Goal:
Count the lines in the records below that contain the string "writing", and give only that number.

Records of labeled points
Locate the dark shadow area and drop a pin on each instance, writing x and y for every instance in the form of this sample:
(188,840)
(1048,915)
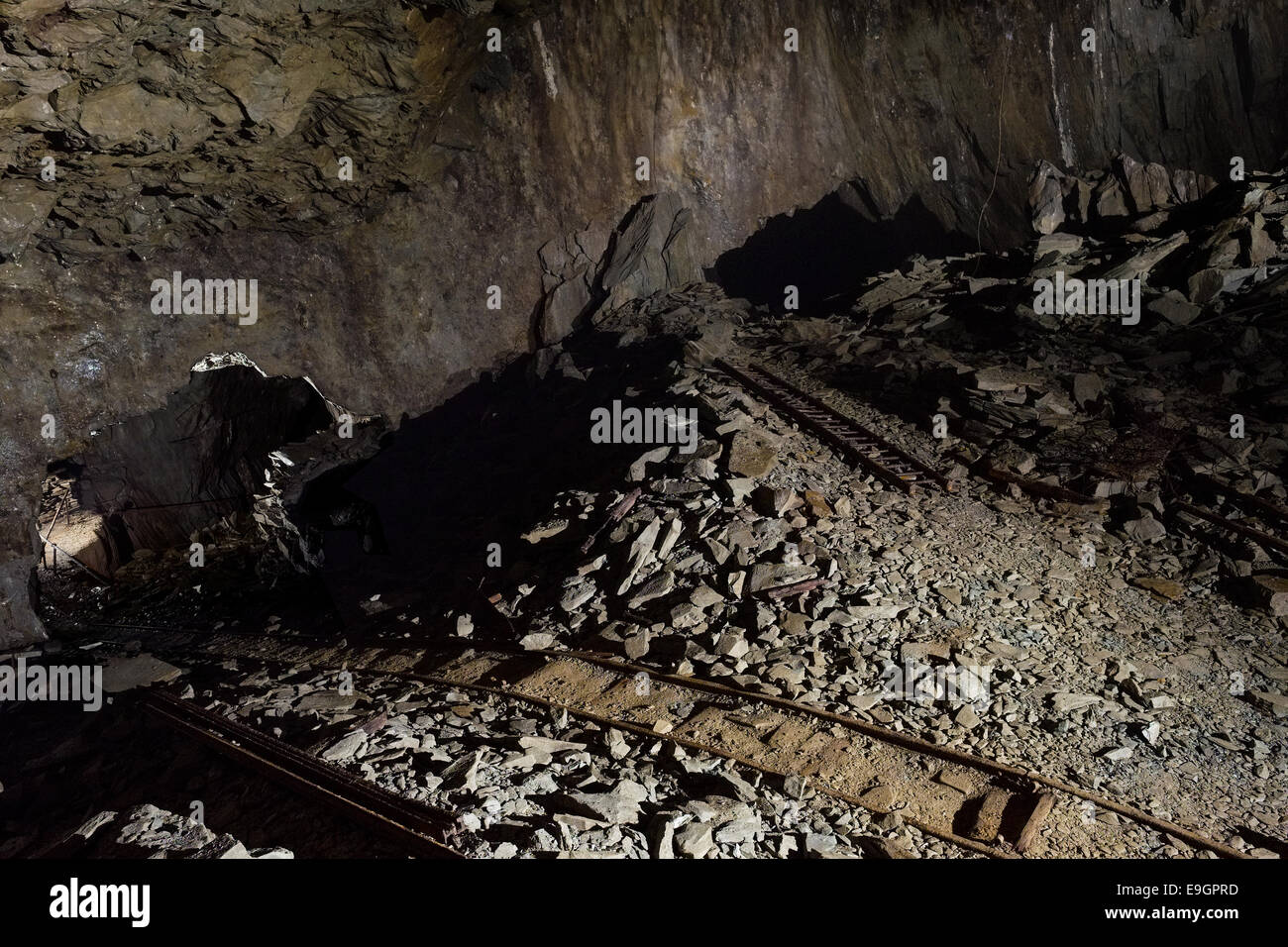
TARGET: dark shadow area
(828,250)
(484,468)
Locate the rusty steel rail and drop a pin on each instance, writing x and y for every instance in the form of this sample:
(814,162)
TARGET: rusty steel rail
(419,827)
(1262,539)
(1003,774)
(892,464)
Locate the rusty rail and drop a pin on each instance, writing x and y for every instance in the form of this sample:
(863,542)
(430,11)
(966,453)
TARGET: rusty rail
(892,464)
(420,827)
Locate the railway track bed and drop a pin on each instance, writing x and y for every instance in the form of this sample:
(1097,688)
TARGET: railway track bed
(969,801)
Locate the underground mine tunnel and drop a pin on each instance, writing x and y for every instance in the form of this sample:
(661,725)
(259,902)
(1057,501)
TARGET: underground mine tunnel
(529,429)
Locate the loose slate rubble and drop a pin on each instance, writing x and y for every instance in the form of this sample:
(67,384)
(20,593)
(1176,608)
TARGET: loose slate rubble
(147,831)
(526,784)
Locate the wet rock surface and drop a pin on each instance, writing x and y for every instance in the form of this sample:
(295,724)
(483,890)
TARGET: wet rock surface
(226,162)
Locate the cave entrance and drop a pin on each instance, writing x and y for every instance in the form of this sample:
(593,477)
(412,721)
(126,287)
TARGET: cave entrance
(161,492)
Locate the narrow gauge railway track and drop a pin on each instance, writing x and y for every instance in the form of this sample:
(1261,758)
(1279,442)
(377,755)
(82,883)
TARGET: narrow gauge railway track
(417,827)
(892,464)
(970,801)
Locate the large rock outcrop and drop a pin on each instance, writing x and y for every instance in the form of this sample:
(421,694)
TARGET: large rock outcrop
(226,163)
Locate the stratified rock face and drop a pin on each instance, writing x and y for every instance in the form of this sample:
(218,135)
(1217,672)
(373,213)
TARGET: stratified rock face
(226,162)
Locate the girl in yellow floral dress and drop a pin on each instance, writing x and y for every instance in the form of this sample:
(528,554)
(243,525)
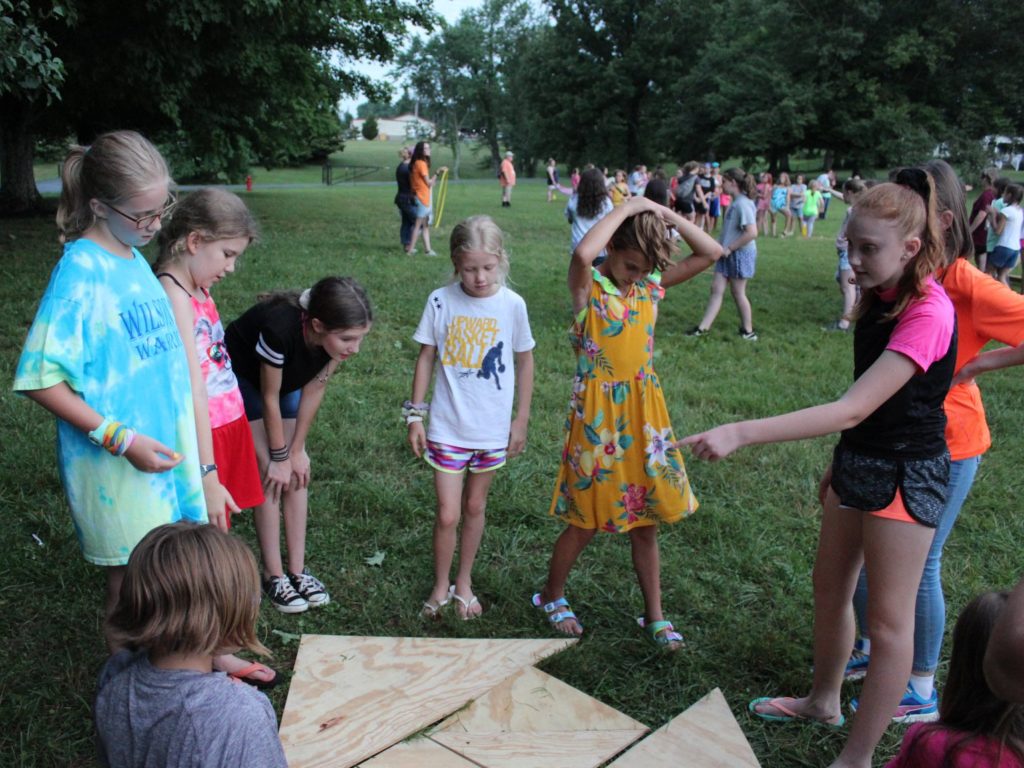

Final result:
12